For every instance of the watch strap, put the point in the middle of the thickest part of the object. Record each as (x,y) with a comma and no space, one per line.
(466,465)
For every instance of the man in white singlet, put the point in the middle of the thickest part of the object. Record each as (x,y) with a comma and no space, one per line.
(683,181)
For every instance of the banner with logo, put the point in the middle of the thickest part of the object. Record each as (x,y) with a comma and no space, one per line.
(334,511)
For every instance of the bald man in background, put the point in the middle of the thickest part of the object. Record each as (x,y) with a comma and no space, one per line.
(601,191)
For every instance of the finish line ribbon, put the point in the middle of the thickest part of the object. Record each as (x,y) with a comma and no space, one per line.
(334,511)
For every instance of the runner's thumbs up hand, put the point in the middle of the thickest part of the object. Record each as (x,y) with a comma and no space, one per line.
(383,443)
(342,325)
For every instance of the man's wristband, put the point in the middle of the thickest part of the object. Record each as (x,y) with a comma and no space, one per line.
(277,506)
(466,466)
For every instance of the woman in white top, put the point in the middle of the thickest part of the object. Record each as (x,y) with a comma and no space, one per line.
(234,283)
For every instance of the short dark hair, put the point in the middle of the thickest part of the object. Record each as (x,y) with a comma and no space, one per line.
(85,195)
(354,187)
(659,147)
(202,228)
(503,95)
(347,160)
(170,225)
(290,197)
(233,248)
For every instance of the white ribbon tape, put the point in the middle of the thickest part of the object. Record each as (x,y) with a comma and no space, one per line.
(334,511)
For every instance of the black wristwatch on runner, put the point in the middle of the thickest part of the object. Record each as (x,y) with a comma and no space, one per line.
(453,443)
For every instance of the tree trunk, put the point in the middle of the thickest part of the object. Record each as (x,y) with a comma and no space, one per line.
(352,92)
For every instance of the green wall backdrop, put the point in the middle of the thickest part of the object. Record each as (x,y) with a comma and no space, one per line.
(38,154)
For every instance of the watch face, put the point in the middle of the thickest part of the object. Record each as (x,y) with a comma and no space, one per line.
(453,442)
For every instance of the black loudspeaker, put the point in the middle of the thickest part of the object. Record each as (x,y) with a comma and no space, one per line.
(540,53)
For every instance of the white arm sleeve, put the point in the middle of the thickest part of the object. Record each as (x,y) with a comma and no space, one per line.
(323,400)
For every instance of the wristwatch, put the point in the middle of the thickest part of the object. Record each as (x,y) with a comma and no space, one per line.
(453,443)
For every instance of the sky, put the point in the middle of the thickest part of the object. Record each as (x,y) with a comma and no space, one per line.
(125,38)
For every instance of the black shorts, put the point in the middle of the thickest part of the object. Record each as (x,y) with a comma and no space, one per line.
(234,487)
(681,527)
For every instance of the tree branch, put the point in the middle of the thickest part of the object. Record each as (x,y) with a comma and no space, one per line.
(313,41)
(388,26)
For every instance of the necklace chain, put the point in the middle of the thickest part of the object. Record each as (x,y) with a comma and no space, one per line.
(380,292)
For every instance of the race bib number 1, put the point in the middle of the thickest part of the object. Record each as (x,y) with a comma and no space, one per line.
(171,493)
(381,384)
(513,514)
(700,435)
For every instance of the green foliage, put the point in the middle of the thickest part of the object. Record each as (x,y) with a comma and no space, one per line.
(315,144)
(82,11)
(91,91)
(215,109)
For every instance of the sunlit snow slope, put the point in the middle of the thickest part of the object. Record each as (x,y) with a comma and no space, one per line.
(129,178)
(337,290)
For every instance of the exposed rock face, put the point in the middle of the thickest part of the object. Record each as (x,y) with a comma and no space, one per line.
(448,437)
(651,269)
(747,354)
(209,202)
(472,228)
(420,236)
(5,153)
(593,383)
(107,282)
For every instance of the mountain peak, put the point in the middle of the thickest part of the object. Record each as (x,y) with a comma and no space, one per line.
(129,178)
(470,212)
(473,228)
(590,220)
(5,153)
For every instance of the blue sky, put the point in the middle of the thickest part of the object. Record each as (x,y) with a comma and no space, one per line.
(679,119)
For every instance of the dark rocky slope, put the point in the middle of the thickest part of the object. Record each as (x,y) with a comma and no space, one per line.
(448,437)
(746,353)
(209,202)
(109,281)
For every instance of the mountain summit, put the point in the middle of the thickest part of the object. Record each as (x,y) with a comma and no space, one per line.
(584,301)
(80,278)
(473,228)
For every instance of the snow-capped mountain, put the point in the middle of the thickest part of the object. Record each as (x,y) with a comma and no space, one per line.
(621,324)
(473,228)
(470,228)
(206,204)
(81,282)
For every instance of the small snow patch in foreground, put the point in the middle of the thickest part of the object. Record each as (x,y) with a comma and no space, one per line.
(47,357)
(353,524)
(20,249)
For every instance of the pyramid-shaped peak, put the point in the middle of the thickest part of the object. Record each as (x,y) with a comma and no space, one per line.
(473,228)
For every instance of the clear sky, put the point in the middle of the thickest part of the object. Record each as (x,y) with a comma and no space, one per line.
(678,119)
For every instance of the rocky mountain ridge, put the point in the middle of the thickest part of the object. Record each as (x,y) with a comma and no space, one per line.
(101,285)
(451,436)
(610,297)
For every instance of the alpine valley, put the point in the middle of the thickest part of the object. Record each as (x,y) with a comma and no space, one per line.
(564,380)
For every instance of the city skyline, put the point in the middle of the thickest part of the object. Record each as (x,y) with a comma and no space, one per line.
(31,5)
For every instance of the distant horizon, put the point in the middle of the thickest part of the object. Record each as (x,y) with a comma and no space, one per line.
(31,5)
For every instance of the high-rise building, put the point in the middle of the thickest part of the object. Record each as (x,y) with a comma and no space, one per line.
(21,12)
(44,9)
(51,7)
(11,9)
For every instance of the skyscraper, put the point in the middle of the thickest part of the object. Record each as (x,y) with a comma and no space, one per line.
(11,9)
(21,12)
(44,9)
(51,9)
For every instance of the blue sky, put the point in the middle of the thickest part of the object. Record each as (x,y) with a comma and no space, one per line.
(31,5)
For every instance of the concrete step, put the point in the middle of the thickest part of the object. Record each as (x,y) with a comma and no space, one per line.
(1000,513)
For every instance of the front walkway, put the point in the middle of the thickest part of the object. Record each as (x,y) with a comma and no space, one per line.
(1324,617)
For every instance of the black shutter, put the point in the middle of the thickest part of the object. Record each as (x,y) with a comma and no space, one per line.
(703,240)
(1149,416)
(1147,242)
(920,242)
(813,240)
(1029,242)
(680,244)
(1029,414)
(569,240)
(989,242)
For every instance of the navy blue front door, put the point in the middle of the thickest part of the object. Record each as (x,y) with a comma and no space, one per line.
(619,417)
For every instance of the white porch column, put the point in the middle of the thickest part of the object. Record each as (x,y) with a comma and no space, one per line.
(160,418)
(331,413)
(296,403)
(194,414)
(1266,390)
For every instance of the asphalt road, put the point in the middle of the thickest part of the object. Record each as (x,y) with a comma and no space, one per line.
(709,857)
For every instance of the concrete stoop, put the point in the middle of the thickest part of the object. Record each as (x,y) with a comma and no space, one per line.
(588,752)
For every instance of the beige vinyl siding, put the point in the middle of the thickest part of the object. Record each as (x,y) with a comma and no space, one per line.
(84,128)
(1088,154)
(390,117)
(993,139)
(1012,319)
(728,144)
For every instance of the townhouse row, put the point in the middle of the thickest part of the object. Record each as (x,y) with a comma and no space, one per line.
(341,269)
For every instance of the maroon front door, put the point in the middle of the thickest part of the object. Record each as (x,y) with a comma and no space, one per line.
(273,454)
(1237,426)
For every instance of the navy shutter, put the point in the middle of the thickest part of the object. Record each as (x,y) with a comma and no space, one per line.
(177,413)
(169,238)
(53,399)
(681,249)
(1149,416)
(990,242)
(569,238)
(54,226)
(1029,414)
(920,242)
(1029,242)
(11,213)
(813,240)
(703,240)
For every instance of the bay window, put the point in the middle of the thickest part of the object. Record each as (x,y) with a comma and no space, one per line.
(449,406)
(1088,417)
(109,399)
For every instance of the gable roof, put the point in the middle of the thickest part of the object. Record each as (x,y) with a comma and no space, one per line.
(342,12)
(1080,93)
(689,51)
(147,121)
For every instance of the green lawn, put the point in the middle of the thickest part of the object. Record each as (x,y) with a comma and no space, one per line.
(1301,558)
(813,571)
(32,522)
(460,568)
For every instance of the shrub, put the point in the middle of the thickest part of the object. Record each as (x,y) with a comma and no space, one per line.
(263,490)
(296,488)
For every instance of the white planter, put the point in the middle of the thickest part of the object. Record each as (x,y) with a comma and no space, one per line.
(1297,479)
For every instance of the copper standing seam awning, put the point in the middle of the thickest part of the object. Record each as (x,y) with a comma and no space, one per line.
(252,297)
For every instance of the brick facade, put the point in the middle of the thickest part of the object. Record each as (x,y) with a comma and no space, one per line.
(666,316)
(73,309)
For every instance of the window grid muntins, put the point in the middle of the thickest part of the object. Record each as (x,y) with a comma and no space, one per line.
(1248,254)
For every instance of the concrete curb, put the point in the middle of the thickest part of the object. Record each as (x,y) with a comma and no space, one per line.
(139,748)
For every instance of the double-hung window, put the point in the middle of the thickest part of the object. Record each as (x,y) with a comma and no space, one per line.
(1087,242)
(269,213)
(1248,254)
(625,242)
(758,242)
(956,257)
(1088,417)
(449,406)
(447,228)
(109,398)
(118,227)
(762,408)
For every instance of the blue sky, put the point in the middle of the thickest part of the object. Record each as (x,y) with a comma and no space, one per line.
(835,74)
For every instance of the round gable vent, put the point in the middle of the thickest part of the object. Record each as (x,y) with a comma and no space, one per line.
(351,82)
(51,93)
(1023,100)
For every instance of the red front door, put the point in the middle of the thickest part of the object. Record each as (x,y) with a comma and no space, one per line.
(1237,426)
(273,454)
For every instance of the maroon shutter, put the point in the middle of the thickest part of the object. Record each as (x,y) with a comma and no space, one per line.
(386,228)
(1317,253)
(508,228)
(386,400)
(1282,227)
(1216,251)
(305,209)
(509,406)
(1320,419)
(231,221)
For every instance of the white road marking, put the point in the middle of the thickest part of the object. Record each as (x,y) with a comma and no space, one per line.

◆ TO BE DONE
Repeat the lines from the one containing "For every instance of the window" through the end of the listing, exactly and without any other lines; both ends are included.

◆ THE SOLUTION
For every instance of the window grid muntins, put the point in the middle of the thickest part of the object. Record each as (x,y) with a comma and no space, one per line.
(1248,254)
For every instance of the concrete curb, put the point in the middle of the thickest part of the object. Record each as (x,y) with a comma and no space, one per line.
(139,748)
For every instance of the double-hung window, put the point in the middle of the thickest part of the object. Record each as (x,y) with a comma and no space, one per line.
(1087,242)
(269,213)
(1248,254)
(625,242)
(758,242)
(956,257)
(1088,417)
(449,406)
(447,228)
(109,398)
(118,227)
(762,408)
For every instance of the blue sky, put the point in the middle of the thickest part of the object. Record each as (x,y) with a comma and no space, one per line.
(835,74)
For every instance of the round gable vent, put the point in the middle of the thickest part of the object. Record each as (x,y) with a comma and no space, one per line.
(351,82)
(51,93)
(1023,100)
For every instance of the red front door, put the point in the middle of the thickest part of the object. Record each as (x,y) with a comma and no space, one per line.
(1237,426)
(273,454)
For every instance of the maroon shutter, put the point in the middle of the thickest part of the object. Record each as (x,y) with a comma and no space, one per line.
(386,228)
(1317,253)
(508,228)
(386,400)
(1282,227)
(1216,251)
(305,209)
(509,406)
(1320,419)
(231,221)
For every instance of the white road marking, put the point in the middle of the thickest part of the object. Record each as (x,y) with a comma and no space, one per line.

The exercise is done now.